→ WORK REQUIRED: A faithful transcript of all the lines below, with no pictures, is the goal here.

→ DATA TO USE:
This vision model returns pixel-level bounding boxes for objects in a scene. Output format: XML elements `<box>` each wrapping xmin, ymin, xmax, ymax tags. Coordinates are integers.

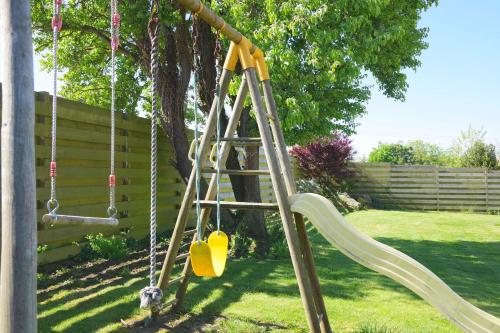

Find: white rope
<box><xmin>48</xmin><ymin>0</ymin><xmax>62</xmax><ymax>215</ymax></box>
<box><xmin>215</xmin><ymin>67</ymin><xmax>222</xmax><ymax>233</ymax></box>
<box><xmin>194</xmin><ymin>72</ymin><xmax>203</xmax><ymax>243</ymax></box>
<box><xmin>108</xmin><ymin>0</ymin><xmax>119</xmax><ymax>218</ymax></box>
<box><xmin>149</xmin><ymin>23</ymin><xmax>159</xmax><ymax>289</ymax></box>
<box><xmin>139</xmin><ymin>3</ymin><xmax>163</xmax><ymax>309</ymax></box>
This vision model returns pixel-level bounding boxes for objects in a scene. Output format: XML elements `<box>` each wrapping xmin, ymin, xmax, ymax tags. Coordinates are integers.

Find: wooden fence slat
<box><xmin>352</xmin><ymin>163</ymin><xmax>500</xmax><ymax>212</ymax></box>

→ RESPONSE BOX:
This vision model returns pixel-level bounding boxes for objects in a scene. Output format: XML elements `<box>` each wrapping xmin, ymin, xmax, ymax tags. Coordinates are integers.


Find: white rope
<box><xmin>48</xmin><ymin>0</ymin><xmax>62</xmax><ymax>215</ymax></box>
<box><xmin>215</xmin><ymin>67</ymin><xmax>222</xmax><ymax>233</ymax></box>
<box><xmin>194</xmin><ymin>72</ymin><xmax>203</xmax><ymax>243</ymax></box>
<box><xmin>108</xmin><ymin>0</ymin><xmax>119</xmax><ymax>218</ymax></box>
<box><xmin>149</xmin><ymin>23</ymin><xmax>159</xmax><ymax>289</ymax></box>
<box><xmin>139</xmin><ymin>3</ymin><xmax>163</xmax><ymax>309</ymax></box>
This vision model returns pixel-level bounding boxes for objects in a scene. Output format: XML elements `<box>` each wrapping xmin, ymin, xmax, ymax tags. Coordinates are integers.

Find: wooden fence slat
<box><xmin>352</xmin><ymin>163</ymin><xmax>500</xmax><ymax>212</ymax></box>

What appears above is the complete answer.